In Central Africa, the Congo’s instability continues in Kivu and Kasai provinces, even as the disputed presidential election of Félix Tshisekedi in January 2019 contains the seeds for further conflict in a never-ending two-decade civil war that has seen over 3 million deaths and 4.4 million internally displaced. Instability similarly continues in the Central African Republic (CAR) between rival Christian and Muslim militias who control 80% of the country, resulting in about 640,000 IDPs and nearly 600,000 refugees. Burundi’s instability has resulted in 400,000 internally displaced persons.  In Cameroon, an estimated 300,000 people have been internally displaced following tensions between Paul Biya’s government and the Anglophone Northwest and Southwest, while 25,000 refugees have spilled into Nigeria.
In West Africa, Nigeria itself continues to face massive insecurity between herdsmen and farmers, resulting in more deaths in 2018 (about 2,075) than the terrorist scourge of Boko Haram and its breakaway Islamic State West Africa Province (ISWAP). This has internally displaced two million people; spilled over 227,000 people into neighbouring Cameroon, Chad and Niger; and killed an estimated 20,000 Nigerians.

EXTRACTED MATERIAL ▸
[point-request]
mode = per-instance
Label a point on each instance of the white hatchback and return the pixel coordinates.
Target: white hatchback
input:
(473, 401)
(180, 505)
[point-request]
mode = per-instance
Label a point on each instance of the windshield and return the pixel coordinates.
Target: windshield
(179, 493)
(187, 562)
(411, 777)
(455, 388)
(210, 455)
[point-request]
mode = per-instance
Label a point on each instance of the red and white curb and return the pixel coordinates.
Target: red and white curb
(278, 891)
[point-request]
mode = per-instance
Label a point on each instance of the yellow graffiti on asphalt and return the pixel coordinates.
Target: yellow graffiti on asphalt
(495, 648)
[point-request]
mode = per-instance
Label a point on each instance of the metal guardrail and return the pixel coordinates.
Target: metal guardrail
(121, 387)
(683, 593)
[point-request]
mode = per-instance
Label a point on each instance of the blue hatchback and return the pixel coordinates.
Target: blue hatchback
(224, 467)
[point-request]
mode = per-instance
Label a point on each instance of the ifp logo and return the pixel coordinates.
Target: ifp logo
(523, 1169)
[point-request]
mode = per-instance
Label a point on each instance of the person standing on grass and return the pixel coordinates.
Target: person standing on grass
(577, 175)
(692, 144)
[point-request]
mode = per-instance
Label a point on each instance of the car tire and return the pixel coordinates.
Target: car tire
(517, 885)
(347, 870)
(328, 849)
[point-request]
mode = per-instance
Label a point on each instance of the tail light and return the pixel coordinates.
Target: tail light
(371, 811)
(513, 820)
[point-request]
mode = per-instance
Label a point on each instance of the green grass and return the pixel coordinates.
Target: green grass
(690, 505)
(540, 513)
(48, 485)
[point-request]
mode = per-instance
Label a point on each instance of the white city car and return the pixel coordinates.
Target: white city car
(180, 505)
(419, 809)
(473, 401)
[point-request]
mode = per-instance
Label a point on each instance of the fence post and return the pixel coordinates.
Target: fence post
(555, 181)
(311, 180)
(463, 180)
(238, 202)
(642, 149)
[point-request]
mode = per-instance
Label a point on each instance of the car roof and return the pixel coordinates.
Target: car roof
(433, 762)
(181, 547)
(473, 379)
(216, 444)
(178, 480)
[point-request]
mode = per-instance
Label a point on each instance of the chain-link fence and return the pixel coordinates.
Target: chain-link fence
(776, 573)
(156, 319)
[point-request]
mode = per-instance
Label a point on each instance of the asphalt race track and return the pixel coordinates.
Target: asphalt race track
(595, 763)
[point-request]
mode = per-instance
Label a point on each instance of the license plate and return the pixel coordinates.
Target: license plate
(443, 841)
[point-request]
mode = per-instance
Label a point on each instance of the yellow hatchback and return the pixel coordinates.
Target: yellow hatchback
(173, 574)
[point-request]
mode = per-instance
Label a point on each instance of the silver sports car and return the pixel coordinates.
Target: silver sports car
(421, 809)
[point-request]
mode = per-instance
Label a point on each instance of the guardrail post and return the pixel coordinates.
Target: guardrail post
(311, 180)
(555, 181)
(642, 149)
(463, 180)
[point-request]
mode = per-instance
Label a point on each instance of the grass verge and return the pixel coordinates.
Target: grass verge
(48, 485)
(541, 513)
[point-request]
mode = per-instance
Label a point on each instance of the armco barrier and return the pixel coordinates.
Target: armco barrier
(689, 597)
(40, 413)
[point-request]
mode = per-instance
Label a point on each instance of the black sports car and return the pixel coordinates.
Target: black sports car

TASK OBJECTIVE ▸
Please set down, word for word, the part of the passage about conflict in Africa that opens with the words containing "In West Africa, Nigeria" and closes with "estimated 20,000 Nigerians.". Draw only on the passage about conflict in Africa when working through what comes next.

RESPONSE ▸
In West Africa, Nigeria itself continues to face massive insecurity between herdsmen and farmers, resulting in more deaths in 2018 (about 2,075) than the terrorist scourge of Boko Haram and its breakaway Islamic State West Africa Province (ISWAP). This has internally displaced two million people; spilled over 227,000 people into neighbouring Cameroon, Chad and Niger; and killed an estimated 20,000 Nigerians.